Please count how many lines in the entries below contain "metal" and reply with the figure alone.

EXCERPTED RECORDS:
=-=-=-=-=

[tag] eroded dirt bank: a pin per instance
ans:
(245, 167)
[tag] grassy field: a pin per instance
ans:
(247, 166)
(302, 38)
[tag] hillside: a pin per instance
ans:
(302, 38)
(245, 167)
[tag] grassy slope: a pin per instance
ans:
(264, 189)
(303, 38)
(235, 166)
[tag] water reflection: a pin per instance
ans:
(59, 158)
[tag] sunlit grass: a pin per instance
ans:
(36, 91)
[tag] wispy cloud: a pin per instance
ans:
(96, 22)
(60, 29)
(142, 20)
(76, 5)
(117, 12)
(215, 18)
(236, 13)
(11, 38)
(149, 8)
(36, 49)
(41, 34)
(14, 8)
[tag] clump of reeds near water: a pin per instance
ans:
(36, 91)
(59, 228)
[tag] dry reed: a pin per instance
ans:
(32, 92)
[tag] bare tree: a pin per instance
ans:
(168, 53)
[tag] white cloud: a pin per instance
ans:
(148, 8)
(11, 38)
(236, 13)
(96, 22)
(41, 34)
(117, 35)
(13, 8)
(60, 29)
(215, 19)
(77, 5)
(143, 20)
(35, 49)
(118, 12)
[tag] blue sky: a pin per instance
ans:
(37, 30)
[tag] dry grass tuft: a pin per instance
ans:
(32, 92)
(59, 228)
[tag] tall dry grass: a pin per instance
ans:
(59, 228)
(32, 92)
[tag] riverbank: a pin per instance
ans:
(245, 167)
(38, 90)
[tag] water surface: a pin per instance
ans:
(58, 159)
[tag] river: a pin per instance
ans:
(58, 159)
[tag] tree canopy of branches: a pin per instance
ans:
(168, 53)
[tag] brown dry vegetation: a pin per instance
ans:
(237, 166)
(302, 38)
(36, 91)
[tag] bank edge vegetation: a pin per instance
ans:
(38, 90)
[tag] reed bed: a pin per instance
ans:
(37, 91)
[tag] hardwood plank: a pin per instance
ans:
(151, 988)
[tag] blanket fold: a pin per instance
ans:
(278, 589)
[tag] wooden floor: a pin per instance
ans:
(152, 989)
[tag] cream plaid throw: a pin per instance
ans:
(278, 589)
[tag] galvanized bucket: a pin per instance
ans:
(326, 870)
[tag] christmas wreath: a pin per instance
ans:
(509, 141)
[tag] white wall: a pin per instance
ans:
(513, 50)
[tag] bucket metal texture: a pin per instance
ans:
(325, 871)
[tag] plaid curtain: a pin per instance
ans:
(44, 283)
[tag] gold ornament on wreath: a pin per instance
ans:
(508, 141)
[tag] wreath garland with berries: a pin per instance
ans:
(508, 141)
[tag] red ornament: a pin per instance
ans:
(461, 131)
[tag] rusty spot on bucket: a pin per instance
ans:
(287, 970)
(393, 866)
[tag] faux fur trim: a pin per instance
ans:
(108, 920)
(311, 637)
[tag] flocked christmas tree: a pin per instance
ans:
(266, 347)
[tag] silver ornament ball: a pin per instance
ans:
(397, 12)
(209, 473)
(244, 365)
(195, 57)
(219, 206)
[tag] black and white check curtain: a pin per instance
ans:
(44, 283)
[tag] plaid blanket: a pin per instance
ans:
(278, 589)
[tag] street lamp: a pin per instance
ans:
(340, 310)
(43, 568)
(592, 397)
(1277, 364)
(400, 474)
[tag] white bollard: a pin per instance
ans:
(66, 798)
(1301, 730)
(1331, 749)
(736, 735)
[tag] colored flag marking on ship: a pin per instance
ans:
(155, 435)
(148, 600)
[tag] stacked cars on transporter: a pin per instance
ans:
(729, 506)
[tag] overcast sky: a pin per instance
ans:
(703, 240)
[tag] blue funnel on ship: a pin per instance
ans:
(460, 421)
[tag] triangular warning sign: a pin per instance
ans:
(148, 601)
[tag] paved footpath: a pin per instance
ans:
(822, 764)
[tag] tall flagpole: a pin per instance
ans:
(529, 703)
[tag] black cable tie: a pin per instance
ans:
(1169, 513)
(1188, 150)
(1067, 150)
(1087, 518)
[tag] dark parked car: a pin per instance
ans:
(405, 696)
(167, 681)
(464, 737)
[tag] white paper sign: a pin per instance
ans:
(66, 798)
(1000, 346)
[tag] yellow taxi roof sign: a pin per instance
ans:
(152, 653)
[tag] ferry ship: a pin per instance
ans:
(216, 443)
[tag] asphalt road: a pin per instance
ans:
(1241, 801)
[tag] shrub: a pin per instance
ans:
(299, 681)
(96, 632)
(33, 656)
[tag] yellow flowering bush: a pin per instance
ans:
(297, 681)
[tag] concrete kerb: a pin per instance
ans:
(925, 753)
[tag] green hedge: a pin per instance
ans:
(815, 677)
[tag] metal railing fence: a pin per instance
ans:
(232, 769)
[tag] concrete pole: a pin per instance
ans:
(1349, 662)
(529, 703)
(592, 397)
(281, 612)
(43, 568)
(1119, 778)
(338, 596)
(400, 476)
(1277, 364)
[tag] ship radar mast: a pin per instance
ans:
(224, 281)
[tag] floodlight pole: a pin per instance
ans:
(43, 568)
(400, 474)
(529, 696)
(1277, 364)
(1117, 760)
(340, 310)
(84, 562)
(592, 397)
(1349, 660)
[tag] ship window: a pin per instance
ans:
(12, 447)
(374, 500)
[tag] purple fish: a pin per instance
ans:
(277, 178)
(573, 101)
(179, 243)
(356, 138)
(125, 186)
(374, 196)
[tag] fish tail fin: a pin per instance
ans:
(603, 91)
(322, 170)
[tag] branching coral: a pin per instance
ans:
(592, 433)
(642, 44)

=-=-=-=-=

EXERCISE SOLUTION: 2